Consignes de l'exercice
a – D'après l'extrait à lire, en quelle année Mérimée est-il nommé Inspecteur des Monuments Historiques ?
b – Recopiez, s'il vous plaît, le passage de l'extrait à lire en commençant par « Mérimée et son » et en allant jusqu'à « (que Mérimée traduira). », en remplaçant « récit fantastique » par « conte fantastique ».

Extrait à lire
------------------------------------------------
Cela faisait un petit moment que je voulais faire un post sur un livre, que tout petit écolier des Pyrénées-Orientales a lu à l'école, du moins je crois

Je me permets donc de faire un petit aparté très simple (et très personnel aussi

Prosper Mérimée
Pas besoin ici de faire la bio complète de l'auteur, juste quelques précisions pour mieux appréhender le livre et comprendre les sources d'inspiration de l'auteur.
Mérimée, historien et archéologue
Dans la Vénus d'Ille, le narrateur est archéologue. En descendant de Serrabonne, il s'arrête en plaine du Roussillon et fait une halte à Ille. Ce narrateur, c'est Mérimée lui-même.
- Il est nommé Inspecteur des Monuments Historiques en 1831, et est amené à voyager partout en France
- Il initie un classement des Bâtiments Historiques en 1842, qui donnera plus tard naissance à la Base Mérimée
Aussi, mêler l'histoire (références nombreuses à l'histoire grecquo-romaine, aux phéniciens, à la mythologie), l'art (sculpture, personnage de l'antiquaire) et à l'archéologie (découverte de la Vénus dans un contexte similaire à celui d'une fouille) lui est chose naturelle.
Mérimée, voyageur et curieux des cultures
Les activités professionnelles de Prosper Mérimée le mènent à arpenter le territoire francais, de Paris à Perpignan, du Puy-en-Velay à Carcassonne. Il en profite pour rédiger de nombreux récits de voyage.
De même, son goût pour la littérature, sa curiosité pour certains auteurs et ses amitiés personnelles l'amènent à voyager, et à découvrir différents pays.
Il écrira entre autres la Méditerranée.
Tour à tour, il explorera de sa plume l'Espagne (Perle de Tolède, Carmen, Lettres d'Espagne), la Grèce (Marino Vreto), l'Italie (Le Vase Etrusque, Il Viccolo di Madama Lucrezia), la Corse (Colomba) et la Catalogne,à travers La Vénus d'Ille.
Mérimée et son goût du mysticisme
Mérimée est un passionné d'histoire antique et de mythologie. Aussi il n'hésite pas à s'aventurer au récit fantastique.
Il trouve par ailleurs l'inspiration dans les auteurs russes : Pouchkine, poète romantique, épuré, qui depeint les drames de l'âme humaine, et Tourgueniev, qui lui-même s'essayera au récit fantastique avec Apparitions (que Mérimée traduira).
La Vénus d'Ille s'inscrit donc parfaitement dans l'oeuvre de Mérimée, car elle incarne très nettement sa personnalité, ses goûts et ses choix.
L'Histoire de la Vénus d'Ille
Ami lecteur, loin de moi l'idée de dévoiler ici le dénouement de l'histoire

L'histoire de la Vénus d'Ille mêle, dans un contexte tout méridionnal, l'avidité, l'idôlatrie, la naïveté et la violence.
La nouvelle conte la trouvaille d'un antiquaire, petit bourgeois de village, et ses répercussions sur une noce à venir.
L'homme, M. de Peyrehorade, trouve la sculpture en bronze d'une femme dans son jardin, sous la souche d'un olivier mort. Fier de sa Vénus noire, il décide de la laisser trôner au milieu du parc.
------------------------------------------------
Données recueillies

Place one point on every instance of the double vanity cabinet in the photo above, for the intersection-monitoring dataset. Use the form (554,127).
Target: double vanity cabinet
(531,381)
------------------------------------------------
Corrigé de l'exercice
a – En 1831.

b –
Mérimée et son goût du mysticisme
Mérimée est un passionné d'histoire antique et de mythologie. Aussi il n'hésite pas à s'aventurer au conte fantastique.
Il trouve par ailleurs l'inspiration dans les auteurs russes : Pouchkine, poète romantique, épuré, qui depeint les drames de l'âme humaine, et Tourgueniev, qui lui-même s'essayera au conte fantastique avec Apparitions (que Mérimée traduira).